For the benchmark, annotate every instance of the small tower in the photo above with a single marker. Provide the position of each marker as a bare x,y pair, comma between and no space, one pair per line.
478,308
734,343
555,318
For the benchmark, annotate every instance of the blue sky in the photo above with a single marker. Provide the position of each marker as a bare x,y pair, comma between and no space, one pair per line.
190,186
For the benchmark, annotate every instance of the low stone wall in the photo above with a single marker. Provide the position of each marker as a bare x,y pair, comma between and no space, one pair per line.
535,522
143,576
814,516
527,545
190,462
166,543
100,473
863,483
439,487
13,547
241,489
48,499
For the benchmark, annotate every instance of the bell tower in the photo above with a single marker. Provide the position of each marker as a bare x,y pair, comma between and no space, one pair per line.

WRITTEN INSTRUCTION: Reproduce every row above word for word, in the same order and with the same line breaks.

IN RESPONSE:
For the benchmark, annotate every instance of the small tower in the photo above with a single marker. Provide the position of each marker as a bare x,y pair, comma between and no space, one pair per line.
478,308
734,343
555,318
For the benchmark, annotate every instance of the blue sky in the photo above with a single marker. Provide the position of each marker as a bare x,y pair, comma between and no space, one pair per line.
190,186
For the benchmark, annotate every instance of the low stone wall in the photo above with a single marker. Provide the position of each marker as a bare x,y pair, comma between and no space, one pair per line.
535,522
143,576
814,516
527,545
190,462
166,543
100,473
863,483
439,487
13,547
241,489
48,499
For the benchmark, annotate every instance of the bell tower in the photo above with a single marker. Provide the position of each marker as a bare x,y pair, comma between and no space, one pair per line.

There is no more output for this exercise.